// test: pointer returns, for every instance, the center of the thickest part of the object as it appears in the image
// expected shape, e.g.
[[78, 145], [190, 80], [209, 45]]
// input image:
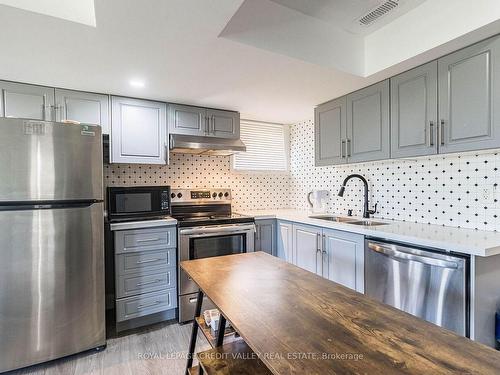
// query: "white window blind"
[[267, 147]]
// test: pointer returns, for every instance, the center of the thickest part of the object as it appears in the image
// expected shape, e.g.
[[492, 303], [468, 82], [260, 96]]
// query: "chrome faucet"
[[366, 211]]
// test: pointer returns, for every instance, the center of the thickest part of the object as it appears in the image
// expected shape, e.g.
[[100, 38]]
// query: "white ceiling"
[[344, 14], [172, 46], [81, 11]]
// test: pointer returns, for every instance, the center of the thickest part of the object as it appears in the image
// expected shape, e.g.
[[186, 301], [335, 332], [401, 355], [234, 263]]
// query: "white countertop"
[[141, 224], [467, 241]]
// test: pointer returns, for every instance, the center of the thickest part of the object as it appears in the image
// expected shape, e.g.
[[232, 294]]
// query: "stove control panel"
[[201, 195]]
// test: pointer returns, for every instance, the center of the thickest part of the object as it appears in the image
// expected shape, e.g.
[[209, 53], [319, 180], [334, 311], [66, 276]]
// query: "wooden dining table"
[[299, 323]]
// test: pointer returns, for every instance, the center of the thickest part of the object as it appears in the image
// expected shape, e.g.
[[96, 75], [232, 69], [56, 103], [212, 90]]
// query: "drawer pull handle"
[[148, 260], [193, 300], [148, 305], [149, 239], [149, 282]]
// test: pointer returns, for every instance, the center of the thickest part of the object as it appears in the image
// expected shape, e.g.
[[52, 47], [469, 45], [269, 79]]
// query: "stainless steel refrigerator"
[[51, 241]]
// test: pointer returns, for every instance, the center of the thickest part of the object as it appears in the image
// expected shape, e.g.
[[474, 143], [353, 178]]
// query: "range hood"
[[191, 144]]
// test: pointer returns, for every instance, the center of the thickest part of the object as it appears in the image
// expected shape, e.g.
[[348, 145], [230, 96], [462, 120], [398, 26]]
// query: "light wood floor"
[[158, 349]]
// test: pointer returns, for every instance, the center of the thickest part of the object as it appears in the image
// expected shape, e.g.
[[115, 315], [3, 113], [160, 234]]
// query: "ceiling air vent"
[[378, 12]]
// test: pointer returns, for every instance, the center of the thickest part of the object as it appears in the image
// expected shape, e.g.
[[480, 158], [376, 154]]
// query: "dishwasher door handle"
[[400, 255]]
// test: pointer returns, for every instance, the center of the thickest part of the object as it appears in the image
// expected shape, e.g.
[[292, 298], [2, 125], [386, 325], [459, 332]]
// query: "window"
[[267, 147]]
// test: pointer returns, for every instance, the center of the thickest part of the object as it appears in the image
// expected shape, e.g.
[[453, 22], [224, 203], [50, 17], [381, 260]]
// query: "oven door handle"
[[217, 229]]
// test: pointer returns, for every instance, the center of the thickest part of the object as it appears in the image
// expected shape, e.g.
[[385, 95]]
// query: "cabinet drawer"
[[144, 261], [127, 241], [144, 282], [150, 303]]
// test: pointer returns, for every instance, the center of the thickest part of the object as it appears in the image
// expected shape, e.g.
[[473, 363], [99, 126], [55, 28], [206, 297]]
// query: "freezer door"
[[51, 283], [49, 161]]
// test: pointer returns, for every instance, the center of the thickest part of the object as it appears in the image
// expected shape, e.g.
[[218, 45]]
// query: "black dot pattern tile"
[[251, 190], [454, 190]]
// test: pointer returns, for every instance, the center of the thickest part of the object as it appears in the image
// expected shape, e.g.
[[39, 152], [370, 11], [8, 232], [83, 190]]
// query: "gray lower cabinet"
[[330, 132], [414, 112], [343, 258], [469, 93], [223, 124], [265, 236], [187, 120], [332, 254], [84, 107], [145, 271], [368, 129], [27, 101], [138, 131], [145, 304], [285, 249], [307, 243]]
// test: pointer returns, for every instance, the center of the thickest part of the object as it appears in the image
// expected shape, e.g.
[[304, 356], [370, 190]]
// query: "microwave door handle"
[[205, 234], [218, 229], [399, 255]]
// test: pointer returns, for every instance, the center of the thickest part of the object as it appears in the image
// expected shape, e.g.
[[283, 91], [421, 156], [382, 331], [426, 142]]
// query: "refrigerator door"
[[49, 161], [51, 283]]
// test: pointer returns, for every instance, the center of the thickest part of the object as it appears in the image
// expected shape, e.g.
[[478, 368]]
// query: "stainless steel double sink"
[[348, 220]]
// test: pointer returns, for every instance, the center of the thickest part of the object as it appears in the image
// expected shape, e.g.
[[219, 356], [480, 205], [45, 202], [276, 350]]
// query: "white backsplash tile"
[[446, 190], [250, 190]]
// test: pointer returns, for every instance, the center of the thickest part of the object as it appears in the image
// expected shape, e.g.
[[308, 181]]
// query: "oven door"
[[205, 242]]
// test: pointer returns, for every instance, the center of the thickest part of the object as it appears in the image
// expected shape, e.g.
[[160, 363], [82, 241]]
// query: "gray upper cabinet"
[[184, 119], [138, 131], [368, 123], [469, 93], [27, 101], [265, 236], [223, 124], [414, 112], [330, 132], [187, 120], [84, 107]]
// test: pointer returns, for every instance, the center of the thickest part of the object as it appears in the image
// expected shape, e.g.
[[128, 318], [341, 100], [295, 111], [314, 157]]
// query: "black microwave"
[[132, 203]]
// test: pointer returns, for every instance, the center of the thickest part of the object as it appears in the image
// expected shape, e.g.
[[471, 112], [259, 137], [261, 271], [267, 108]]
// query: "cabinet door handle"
[[148, 261], [148, 305], [324, 245], [442, 132], [207, 124], [148, 239], [149, 282], [431, 133]]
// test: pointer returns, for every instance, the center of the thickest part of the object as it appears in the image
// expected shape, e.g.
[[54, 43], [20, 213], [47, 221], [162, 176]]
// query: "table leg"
[[194, 332], [222, 329]]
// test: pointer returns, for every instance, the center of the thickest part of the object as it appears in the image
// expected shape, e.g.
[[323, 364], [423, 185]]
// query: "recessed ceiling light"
[[136, 83]]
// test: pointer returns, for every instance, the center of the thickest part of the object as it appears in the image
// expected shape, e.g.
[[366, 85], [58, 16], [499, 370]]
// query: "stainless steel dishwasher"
[[429, 284]]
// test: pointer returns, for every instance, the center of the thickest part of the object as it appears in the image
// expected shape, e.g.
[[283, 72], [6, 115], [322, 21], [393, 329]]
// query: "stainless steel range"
[[207, 227]]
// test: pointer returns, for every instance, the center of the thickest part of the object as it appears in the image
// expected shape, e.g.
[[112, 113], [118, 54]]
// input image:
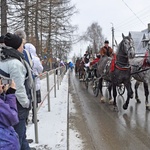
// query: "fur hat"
[[12, 40]]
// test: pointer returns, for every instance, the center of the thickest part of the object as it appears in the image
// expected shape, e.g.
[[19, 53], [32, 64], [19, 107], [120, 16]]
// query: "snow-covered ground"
[[53, 129]]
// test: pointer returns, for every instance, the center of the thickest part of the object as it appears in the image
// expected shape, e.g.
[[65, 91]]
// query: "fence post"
[[57, 79], [55, 82], [48, 96], [35, 112], [60, 76]]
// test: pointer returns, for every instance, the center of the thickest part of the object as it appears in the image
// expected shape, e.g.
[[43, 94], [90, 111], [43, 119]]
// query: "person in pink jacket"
[[8, 118]]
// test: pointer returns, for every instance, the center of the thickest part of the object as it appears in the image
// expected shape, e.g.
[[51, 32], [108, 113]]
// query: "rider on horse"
[[93, 64], [106, 50]]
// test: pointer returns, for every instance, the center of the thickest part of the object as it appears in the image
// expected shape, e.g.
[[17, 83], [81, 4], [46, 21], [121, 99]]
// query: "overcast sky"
[[123, 15]]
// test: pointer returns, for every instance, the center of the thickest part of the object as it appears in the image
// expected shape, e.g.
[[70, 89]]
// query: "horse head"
[[128, 46]]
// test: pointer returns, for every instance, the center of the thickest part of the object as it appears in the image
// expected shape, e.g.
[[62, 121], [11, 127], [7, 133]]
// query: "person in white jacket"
[[13, 64], [37, 70]]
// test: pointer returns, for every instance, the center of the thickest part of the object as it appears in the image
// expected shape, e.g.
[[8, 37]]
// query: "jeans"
[[9, 139], [20, 128]]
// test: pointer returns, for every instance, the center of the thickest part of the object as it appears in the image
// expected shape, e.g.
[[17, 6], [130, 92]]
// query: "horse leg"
[[114, 96], [136, 91], [129, 94], [110, 96], [101, 90], [146, 90]]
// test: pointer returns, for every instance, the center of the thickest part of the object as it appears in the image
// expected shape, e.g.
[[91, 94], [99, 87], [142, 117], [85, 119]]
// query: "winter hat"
[[2, 39], [31, 49], [12, 40]]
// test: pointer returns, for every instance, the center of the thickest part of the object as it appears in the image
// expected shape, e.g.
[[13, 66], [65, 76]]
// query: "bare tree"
[[94, 35]]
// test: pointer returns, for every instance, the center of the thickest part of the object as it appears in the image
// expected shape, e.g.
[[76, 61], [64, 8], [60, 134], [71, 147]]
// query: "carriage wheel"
[[86, 80], [96, 89], [121, 89]]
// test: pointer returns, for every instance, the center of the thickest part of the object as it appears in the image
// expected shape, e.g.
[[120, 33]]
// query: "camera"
[[6, 81]]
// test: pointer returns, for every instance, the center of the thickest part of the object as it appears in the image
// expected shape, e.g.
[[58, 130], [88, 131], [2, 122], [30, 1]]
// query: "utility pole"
[[112, 36]]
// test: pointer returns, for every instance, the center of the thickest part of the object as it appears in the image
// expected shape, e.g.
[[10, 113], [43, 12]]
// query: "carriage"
[[95, 83], [120, 77]]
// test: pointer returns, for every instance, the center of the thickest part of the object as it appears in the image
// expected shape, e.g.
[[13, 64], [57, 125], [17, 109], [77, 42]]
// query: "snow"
[[52, 126]]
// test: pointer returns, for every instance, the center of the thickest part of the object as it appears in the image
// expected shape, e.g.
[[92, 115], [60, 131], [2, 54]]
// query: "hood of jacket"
☆ ☆ ☆ ☆ ☆
What you have to do
Could you switch "chrome faucet" to "brass faucet" in the rows from the very first line through the line holding "[[366, 211]]", inclusive, and give those lines back with nothing else changed? Leave the pictures out of your reply.

Exercise output
// test: pointer returns, for every instance, the center of the thickest part of the object as it appears in the image
// expected shape, e.g.
[[78, 145], [190, 80], [209, 45]]
// input image:
// query: "white window blind"
[[267, 147]]
// test: pointer returns, for every instance, the center of the thickest part of the object as it appears in the image
// expected shape, e.g.
[[492, 303], [468, 82], [260, 96]]
// query: "brass faucet"
[[366, 211]]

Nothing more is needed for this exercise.